Task objective = Reproduce each of the following rows verbatim, with nothing added or altered.

Exercise inputs =
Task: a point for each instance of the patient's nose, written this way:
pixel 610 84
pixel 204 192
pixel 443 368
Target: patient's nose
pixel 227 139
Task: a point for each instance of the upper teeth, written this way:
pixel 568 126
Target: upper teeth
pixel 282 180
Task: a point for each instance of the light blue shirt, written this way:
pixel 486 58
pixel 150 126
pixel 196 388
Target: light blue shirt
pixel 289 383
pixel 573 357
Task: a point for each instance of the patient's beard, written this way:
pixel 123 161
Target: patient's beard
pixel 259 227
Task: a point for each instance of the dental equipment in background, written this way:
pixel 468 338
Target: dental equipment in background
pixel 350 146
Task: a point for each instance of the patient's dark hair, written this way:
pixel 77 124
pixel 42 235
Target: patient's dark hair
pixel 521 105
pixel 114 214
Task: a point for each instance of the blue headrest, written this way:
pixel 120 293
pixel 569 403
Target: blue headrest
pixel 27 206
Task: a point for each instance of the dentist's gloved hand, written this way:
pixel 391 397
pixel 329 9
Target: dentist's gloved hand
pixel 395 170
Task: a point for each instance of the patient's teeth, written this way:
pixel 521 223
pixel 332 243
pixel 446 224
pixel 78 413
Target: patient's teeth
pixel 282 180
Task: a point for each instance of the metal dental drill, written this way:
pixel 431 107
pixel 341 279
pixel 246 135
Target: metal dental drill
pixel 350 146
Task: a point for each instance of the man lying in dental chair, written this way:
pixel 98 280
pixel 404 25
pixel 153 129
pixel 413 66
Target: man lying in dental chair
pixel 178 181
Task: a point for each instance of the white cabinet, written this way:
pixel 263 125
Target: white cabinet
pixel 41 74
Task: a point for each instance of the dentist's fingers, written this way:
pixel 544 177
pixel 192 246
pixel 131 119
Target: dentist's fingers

Response below =
Task: a point for each instance of the patient's nose, written this way:
pixel 610 84
pixel 204 192
pixel 443 368
Target: patient's nose
pixel 227 139
Task: a point for each instance of the upper teeth, written this way:
pixel 568 126
Target: upper teeth
pixel 282 180
Task: a point for each instance of the light blue shirt, written this way:
pixel 486 58
pixel 150 126
pixel 196 388
Target: light blue shirt
pixel 289 383
pixel 573 357
Task: a point for each instance of the patient's beard, written this way:
pixel 123 161
Target: patient's beard
pixel 259 227
Task: a point for each instance of the dental equipment in background, written this way:
pixel 468 338
Target: dental equipment in background
pixel 350 146
Task: a point for each instance of the patient's dark hair, written this way:
pixel 77 124
pixel 42 235
Target: patient's dark hair
pixel 521 105
pixel 114 214
Task: a point for each instance of the blue headrest, written this way:
pixel 120 293
pixel 569 403
Target: blue headrest
pixel 27 206
Task: a point for each instance of the dentist's gloved hand, written this way:
pixel 391 397
pixel 329 9
Target: dentist's gloved hand
pixel 395 170
Task: a point for each instance of the patient's teeth, written this way:
pixel 521 223
pixel 332 243
pixel 446 224
pixel 78 413
Target: patient's teeth
pixel 282 180
Task: a point for each instance of the metal dental drill, written this way:
pixel 431 107
pixel 341 279
pixel 246 135
Target: metal dental drill
pixel 350 146
Task: a point for each instance of the man lying in dental chair, written this way:
pixel 98 280
pixel 404 25
pixel 153 129
pixel 413 66
Target: man lying in dental chair
pixel 178 181
Task: a point for each instance of the white cabinet, written this way:
pixel 263 125
Target: white cabinet
pixel 41 74
Task: a point for each instance of the dentist's fingers, written this way:
pixel 544 177
pixel 192 246
pixel 131 119
Target: dentist's fingers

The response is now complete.